Aim of the task -> Find every line in the data below that contains the string "detector" and copy each one in full. Matching is case-sensitive.

---*---

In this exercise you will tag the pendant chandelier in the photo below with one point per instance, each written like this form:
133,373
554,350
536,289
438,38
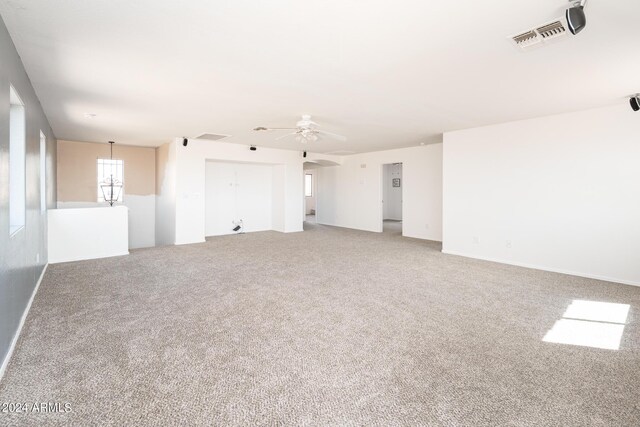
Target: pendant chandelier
110,186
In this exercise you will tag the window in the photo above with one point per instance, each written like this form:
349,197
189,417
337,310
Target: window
110,169
43,172
17,157
308,185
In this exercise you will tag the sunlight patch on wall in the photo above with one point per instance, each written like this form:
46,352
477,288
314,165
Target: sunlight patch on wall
590,324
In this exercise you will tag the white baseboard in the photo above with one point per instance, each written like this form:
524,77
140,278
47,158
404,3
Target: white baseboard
12,347
552,270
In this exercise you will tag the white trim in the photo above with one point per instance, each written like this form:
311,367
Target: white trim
12,347
552,270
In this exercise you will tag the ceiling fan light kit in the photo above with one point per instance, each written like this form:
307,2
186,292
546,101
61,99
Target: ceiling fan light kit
305,131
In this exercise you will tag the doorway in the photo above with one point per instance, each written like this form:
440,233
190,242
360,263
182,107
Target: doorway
310,196
392,198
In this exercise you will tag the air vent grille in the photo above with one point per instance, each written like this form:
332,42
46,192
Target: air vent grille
554,29
212,136
541,34
526,39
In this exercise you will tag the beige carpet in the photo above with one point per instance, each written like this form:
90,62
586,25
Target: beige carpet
326,327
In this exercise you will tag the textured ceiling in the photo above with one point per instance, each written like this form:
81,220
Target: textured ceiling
384,74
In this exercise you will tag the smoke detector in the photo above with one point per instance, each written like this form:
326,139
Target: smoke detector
546,33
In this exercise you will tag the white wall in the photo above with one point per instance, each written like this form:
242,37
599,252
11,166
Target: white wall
87,233
237,191
190,178
350,195
141,211
559,193
392,196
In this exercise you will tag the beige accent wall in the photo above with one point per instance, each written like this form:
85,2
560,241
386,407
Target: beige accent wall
77,170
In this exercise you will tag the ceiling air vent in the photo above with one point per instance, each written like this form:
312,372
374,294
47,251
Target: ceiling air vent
542,34
212,136
526,39
549,31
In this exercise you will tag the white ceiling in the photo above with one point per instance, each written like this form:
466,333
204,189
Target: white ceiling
384,73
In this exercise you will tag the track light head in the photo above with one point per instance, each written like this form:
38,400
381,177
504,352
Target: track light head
576,18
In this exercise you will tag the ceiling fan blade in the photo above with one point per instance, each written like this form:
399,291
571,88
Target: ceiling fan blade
284,136
333,135
259,128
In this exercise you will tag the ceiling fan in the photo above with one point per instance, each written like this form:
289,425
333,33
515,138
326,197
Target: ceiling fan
305,131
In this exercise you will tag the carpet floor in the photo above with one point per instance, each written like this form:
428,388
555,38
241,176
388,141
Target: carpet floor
327,327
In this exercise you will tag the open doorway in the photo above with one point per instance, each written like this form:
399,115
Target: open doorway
392,198
310,196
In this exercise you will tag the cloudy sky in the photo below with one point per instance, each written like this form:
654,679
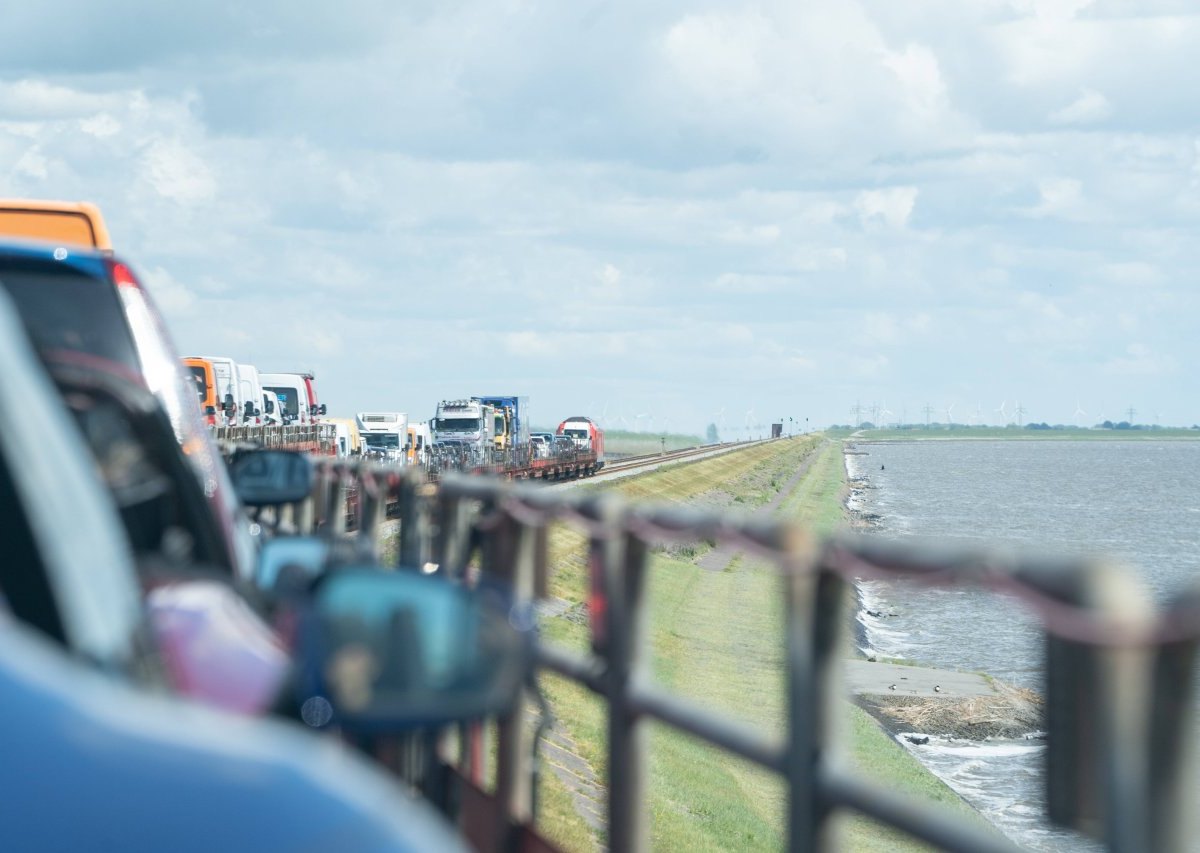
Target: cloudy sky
663,215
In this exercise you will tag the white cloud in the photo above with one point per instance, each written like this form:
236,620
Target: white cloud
893,206
1089,108
1060,197
1140,360
921,78
173,298
719,54
869,366
33,163
178,173
729,194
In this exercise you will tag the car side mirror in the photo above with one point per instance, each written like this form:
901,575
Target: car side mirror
263,478
388,650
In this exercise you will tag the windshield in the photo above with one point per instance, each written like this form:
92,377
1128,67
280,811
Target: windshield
64,308
456,424
201,382
382,440
287,400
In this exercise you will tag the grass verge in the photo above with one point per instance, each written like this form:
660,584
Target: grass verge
717,638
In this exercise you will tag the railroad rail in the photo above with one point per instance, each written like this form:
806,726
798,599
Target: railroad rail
1120,676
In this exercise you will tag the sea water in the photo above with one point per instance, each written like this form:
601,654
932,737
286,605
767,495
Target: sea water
1135,500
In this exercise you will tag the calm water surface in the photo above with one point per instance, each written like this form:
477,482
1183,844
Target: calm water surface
1137,500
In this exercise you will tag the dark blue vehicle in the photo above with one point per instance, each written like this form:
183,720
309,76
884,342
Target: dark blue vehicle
91,761
82,304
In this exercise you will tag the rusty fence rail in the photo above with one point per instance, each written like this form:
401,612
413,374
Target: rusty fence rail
1119,673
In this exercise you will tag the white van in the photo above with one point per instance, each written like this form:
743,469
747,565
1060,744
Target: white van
384,434
420,443
293,395
251,396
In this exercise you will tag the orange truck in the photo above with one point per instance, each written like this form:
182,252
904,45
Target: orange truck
77,223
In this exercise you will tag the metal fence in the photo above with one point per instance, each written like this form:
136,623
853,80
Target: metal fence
1119,673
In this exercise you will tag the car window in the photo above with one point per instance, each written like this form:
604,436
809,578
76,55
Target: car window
64,308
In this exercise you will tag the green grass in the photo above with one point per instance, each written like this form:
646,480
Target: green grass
717,638
1015,433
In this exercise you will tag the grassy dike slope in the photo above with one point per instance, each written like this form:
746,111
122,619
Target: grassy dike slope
717,638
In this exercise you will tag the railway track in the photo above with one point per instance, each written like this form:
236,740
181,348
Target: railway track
633,463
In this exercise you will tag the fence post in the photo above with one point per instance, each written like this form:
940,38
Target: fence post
619,559
509,554
815,613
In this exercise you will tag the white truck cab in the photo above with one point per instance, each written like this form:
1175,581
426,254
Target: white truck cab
227,383
384,434
293,395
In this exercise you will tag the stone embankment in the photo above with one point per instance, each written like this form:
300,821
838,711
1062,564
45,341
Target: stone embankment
934,702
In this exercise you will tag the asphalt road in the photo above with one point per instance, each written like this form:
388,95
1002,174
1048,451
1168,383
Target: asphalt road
893,679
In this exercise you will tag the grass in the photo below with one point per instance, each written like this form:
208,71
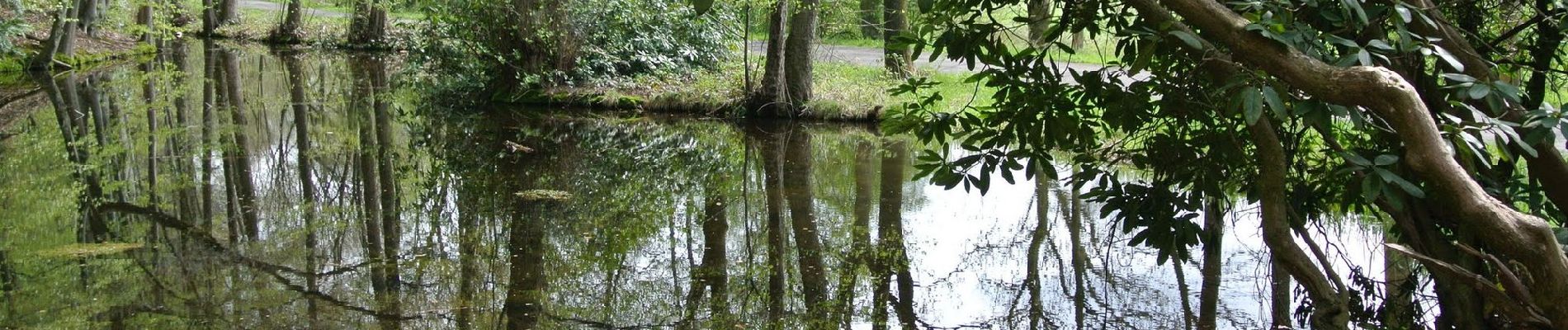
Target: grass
841,92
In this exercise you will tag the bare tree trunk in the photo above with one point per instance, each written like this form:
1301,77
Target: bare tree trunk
369,24
897,55
871,19
1186,295
1040,15
799,54
289,30
772,97
229,13
1212,263
87,16
62,40
1512,235
1280,302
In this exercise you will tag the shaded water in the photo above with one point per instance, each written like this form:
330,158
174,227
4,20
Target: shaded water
235,188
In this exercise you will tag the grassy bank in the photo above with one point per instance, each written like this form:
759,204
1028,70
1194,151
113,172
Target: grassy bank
843,92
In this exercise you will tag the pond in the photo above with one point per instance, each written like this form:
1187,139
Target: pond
228,186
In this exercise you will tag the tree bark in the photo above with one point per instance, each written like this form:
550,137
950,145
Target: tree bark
1212,263
871,19
897,55
369,26
770,101
289,30
1040,15
62,36
1512,235
799,54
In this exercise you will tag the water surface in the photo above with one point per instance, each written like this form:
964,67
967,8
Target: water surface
239,188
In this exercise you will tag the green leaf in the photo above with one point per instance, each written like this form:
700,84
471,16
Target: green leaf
1272,97
1458,77
703,7
1385,160
1188,38
1252,105
1402,183
1479,91
1448,59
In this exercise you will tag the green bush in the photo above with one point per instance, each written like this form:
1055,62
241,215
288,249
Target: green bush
12,27
590,40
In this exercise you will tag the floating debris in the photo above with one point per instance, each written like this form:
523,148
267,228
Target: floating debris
78,251
517,148
545,196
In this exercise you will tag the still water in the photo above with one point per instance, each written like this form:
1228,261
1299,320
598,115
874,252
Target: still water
228,186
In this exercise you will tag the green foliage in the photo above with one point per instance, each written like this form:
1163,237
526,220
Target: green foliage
627,38
12,27
593,40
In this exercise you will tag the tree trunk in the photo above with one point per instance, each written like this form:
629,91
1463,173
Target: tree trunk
897,55
289,30
1280,290
871,19
1212,263
770,101
87,16
62,35
799,54
1329,302
369,26
1040,15
1512,235
229,13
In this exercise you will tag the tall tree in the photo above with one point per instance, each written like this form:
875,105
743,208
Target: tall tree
871,19
62,38
369,24
287,31
897,52
787,69
799,52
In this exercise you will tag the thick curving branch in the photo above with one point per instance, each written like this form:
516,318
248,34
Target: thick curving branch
1515,235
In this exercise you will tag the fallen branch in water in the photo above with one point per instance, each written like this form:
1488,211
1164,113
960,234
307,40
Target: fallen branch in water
276,271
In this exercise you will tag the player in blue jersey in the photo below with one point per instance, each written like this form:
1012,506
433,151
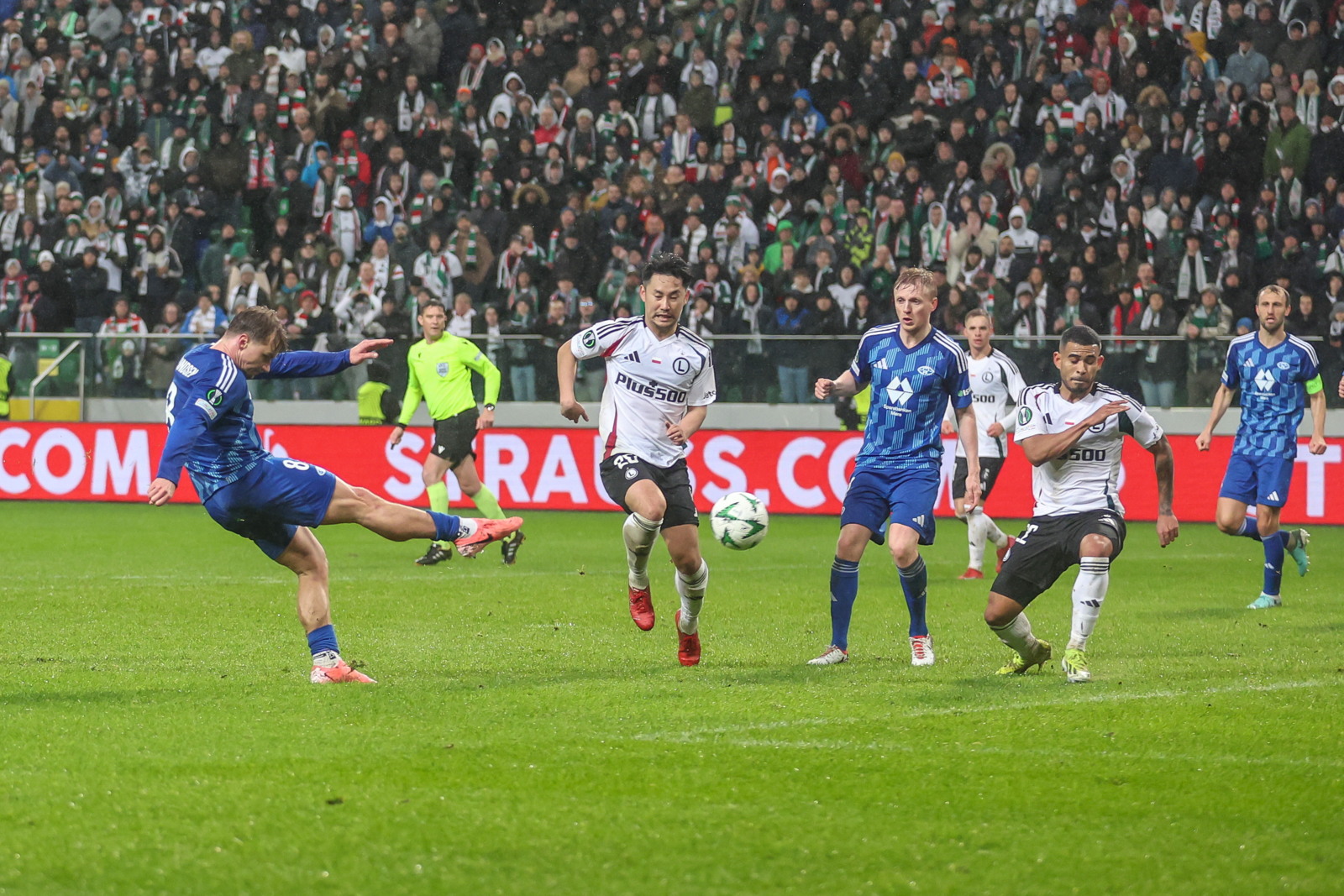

---*---

Completed exercise ->
In this exercise you will tag the smoke detector in the photo above with one point per instance, each written like this form:
Target: smoke detector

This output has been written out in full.